REQUIREMENT:
Every line below should be copied out exactly.

PROVIDED MATERIAL Block Start

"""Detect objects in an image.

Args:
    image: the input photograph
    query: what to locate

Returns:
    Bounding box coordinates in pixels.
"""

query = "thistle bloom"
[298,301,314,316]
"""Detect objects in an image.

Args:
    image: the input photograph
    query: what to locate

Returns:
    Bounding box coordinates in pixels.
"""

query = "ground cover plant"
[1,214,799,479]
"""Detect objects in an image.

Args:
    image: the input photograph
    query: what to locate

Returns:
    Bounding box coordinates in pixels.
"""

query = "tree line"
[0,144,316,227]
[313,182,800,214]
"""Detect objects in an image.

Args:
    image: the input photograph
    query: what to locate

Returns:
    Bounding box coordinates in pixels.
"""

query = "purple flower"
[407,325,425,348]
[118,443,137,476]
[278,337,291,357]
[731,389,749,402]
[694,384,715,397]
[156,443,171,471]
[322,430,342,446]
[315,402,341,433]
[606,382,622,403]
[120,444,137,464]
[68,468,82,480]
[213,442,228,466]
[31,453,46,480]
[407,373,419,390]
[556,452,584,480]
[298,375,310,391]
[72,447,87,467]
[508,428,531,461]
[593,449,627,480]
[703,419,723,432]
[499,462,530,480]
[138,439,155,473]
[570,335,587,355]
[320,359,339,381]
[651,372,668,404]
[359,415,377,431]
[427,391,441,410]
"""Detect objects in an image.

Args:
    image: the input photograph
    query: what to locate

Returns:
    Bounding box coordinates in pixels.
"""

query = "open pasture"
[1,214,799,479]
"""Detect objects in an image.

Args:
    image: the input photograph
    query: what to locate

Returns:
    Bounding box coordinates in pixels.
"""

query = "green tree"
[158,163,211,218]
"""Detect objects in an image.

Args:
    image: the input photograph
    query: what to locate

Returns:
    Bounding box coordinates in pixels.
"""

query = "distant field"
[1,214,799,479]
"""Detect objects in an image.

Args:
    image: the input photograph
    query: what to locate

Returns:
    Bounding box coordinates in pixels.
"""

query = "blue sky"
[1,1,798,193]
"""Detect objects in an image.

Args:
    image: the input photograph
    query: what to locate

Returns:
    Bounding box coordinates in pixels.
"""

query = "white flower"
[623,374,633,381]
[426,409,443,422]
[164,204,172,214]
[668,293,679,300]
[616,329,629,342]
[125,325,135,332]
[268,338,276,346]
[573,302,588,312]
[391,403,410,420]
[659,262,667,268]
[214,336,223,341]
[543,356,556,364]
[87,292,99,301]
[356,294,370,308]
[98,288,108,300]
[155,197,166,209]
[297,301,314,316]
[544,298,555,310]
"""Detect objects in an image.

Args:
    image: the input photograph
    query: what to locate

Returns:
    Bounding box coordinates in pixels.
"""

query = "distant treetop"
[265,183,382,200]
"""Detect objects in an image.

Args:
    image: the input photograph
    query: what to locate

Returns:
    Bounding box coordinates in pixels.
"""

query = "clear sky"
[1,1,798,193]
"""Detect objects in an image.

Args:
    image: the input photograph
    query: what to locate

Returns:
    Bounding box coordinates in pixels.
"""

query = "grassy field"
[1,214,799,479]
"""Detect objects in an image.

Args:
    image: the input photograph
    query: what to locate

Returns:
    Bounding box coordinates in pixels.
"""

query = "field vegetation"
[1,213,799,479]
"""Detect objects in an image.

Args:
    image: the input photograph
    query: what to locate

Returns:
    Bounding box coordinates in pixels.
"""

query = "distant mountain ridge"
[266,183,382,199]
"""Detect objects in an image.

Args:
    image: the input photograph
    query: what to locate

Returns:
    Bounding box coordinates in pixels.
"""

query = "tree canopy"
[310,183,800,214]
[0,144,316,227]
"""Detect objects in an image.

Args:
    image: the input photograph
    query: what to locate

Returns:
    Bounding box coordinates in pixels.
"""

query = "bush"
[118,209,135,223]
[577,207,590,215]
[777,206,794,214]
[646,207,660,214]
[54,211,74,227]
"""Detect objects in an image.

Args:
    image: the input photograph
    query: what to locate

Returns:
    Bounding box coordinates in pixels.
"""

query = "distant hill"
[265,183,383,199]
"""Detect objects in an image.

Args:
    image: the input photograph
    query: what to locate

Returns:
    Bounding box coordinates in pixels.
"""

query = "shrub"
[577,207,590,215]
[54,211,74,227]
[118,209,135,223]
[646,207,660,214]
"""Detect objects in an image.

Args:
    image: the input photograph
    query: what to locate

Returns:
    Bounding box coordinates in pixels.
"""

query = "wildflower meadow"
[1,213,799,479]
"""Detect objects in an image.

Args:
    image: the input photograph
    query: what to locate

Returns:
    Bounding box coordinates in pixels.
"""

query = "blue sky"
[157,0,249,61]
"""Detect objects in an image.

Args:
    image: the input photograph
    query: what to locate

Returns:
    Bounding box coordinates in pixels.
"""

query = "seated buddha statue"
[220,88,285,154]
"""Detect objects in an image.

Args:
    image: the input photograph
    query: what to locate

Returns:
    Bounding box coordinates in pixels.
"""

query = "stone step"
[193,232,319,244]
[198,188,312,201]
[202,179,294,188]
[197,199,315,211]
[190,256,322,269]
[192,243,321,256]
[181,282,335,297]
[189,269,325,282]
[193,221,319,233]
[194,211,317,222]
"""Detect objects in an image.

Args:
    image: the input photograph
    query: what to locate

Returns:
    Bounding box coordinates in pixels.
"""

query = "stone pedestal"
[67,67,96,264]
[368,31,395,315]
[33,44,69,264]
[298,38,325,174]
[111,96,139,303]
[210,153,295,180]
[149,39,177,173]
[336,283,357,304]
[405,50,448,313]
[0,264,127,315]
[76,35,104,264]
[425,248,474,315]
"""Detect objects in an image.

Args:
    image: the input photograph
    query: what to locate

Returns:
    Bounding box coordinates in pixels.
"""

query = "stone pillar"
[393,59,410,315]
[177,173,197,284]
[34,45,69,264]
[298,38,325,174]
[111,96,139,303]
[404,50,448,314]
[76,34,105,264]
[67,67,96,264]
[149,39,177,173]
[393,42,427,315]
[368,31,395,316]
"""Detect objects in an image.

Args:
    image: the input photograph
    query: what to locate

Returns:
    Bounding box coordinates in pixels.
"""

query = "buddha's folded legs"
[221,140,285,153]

PROVIDED MATERIAL Block End

ANSWER BOX:
"""Detect objects in an image.

Args:
    image: the input photograph
    query: what to locate

Returns:
    Bounding box coordinates in pixels.
"""

query = "thistle bloom"
[298,301,314,316]
"""Detect objects in an image.

Args:
    image: the input photograph
    query: what to locate

Returns:
    Bounding box coordinates in pixels.
"""

query = "ground cover plant"
[1,214,799,479]
"""Detect objects in an image.

Args:
    image: the input photograph
    query: what to locate

Returns:
    Bounding box coordinates in pixels.
"""

query = "tree line"
[0,144,316,227]
[313,182,800,214]
"""Detect objects in an image.

Args:
    image: the input photograph
    query: what to locate

Returns:
    Bounding box coordinates in pixels.
"""

query = "purple flower"
[407,325,425,348]
[118,443,137,476]
[278,337,291,357]
[731,389,749,402]
[694,384,715,397]
[156,443,171,471]
[322,430,342,446]
[315,402,341,433]
[606,382,622,403]
[120,444,137,464]
[68,468,82,480]
[213,442,228,466]
[31,453,46,480]
[407,373,419,390]
[556,452,584,480]
[298,375,310,391]
[72,447,87,467]
[508,428,531,461]
[593,449,627,480]
[703,419,723,432]
[499,462,530,480]
[138,439,155,473]
[570,335,587,355]
[320,359,339,381]
[651,372,668,404]
[359,415,377,431]
[427,391,441,410]
"""Detect objects in an image.

Args:
    image: the input photograph
    query: what to locate

Returns:
    Bounding box coordinates in pixels.
"""

query = "open pasture"
[1,214,799,479]
"""Detect objects in an image.

Args:
    image: the input photograph
    query: what to locate

Returns:
    Bounding box coordinates in pixels.
"""

query = "green tree"
[158,163,211,218]
"""Detect objects in an image.

Args:
    image: the input photograph
    query: what to locate

Returns:
    Bounding box coordinates in pixels.
"""

query = "distant field"
[1,214,799,479]
"""Detect objects in an image.

Args:
    image: the input photograph
    query: what to locate

Returns:
    Bounding box coordinates in pixels.
"""

query = "blue sky"
[1,1,798,193]
"""Detect objects in an image.

Args:
    image: the input photograph
    query: what to locate

Returns:
    Bounding box coordinates in pixels.
"""

query = "white flower"
[623,374,633,381]
[426,409,443,422]
[164,204,172,214]
[668,293,679,300]
[616,329,629,342]
[125,325,135,332]
[268,338,276,346]
[573,302,588,312]
[391,403,410,420]
[659,262,667,268]
[214,336,223,341]
[543,356,556,364]
[87,292,99,301]
[356,294,370,308]
[98,288,108,300]
[155,197,166,209]
[297,301,314,316]
[544,298,555,310]
"""Detect objects in an image.

Args:
    image: the input photograph
    query: what to locate

Returns:
    Bounding box coordinates in pixels.
"""

query = "distant treetop"
[265,183,382,200]
"""Detect objects in an image.

Args:
    image: the input photograph
    query: what to locate

Returns:
    Bounding box coordinates in pixels.
"""

query = "clear sky"
[1,1,798,193]
"""Detect objects in an image.

Args:
    image: the input photograph
    query: what to locate

Returns:
    Bounding box coordinates in pixels.
"""

query = "grassy field"
[1,214,799,479]
"""Detect objects in an image.

Args:
    image: the input photograph
    query: what to locate

Returns:
    Bounding box coordinates in pixels.
"""

query = "field vegetation"
[1,213,799,479]
"""Detect objects in an image.

Args:
    image: the input photograph
    query: what to locate

Returns:
    Bounding box coordinates in pixels.
"""

query = "distant mountain ridge"
[266,183,382,199]
"""Detect objects in an image.

Args:
    image: the input photograph
    query: what to locate

Returns:
    Bounding box coordinates in pixels.
"""

query = "tree canopy"
[310,183,800,214]
[0,144,316,227]
"""Detect objects in an image.

Args:
    image: the input photograph
    query: what to locate

Returns:
    Bounding box coordinates in pixels.
"""

query = "bush"
[118,209,135,223]
[577,207,590,215]
[777,206,794,214]
[646,207,660,214]
[54,211,74,227]
"""Detect objects in an image.

Args:
    image: the input photograph
    query: what to locate

Returns:
    Bounding box coordinates in pixels.
"""

query = "distant hill"
[265,183,383,199]
"""Detect objects in an image.

Args:
    image: the input photograph
    query: what to locate

Returns:
    Bounding box coordinates in pixels.
"""

query = "shrub"
[577,207,590,215]
[54,211,74,227]
[118,209,135,223]
[646,207,660,214]
"""Detect objects in an image.

Args:
    image: the input photograph
    query: what to locate

Returns:
    Bounding box coordinates in pixels.
"""

query = "wildflower meadow"
[1,213,799,479]
"""Detect objects in an image.

Args:
    image: the input photograph
    query: what to locate

Returns:
    Bounding box coordinates in pixels.
"""

query = "blue sky"
[157,0,249,61]
"""Detect objects in an image.

Args:
    image: the input photograph
    query: what to locate

Returns:
    Bounding box coordinates in pixels.
"""

query = "seated buddha statue"
[220,88,285,154]
"""Detect objects in an image.

Args:
    image: the input photograph
    query: what to locate

Returns:
    Bounding box coordinates in pixels.
"""

query = "stone step"
[193,232,319,244]
[198,188,312,201]
[202,179,294,188]
[197,199,315,211]
[190,256,322,269]
[192,243,321,256]
[181,282,335,297]
[189,269,325,282]
[193,221,319,233]
[194,211,317,222]
"""Detect objects in an image.

Args:
    image: the input photograph
    query: what to locate

Returns:
    Bounding box coordinates in pixels.
"""

query = "stone pedestal"
[67,67,96,264]
[368,31,395,315]
[33,44,69,264]
[298,38,325,174]
[111,96,139,303]
[210,153,295,180]
[149,39,177,173]
[336,283,357,304]
[405,50,448,313]
[0,264,127,315]
[76,35,104,264]
[425,248,474,315]
"""Detect objects in an image.

Args:
    image: the input photograph
    query: what to locate

Returns:
    Bounding box coordinates in pixels.
"""

query = "stone pillar"
[393,59,410,315]
[177,173,197,284]
[34,45,69,264]
[298,38,325,174]
[111,96,139,303]
[404,50,448,314]
[76,34,105,264]
[67,67,96,264]
[149,39,177,173]
[393,42,427,315]
[368,31,395,316]
"""Detect objects in an image.

Args:
    image: the input photograph
    query: what to locate

Returns:
    Bounding box coordinates in pixels.
"""

query = "buddha's folded legs"
[221,140,285,153]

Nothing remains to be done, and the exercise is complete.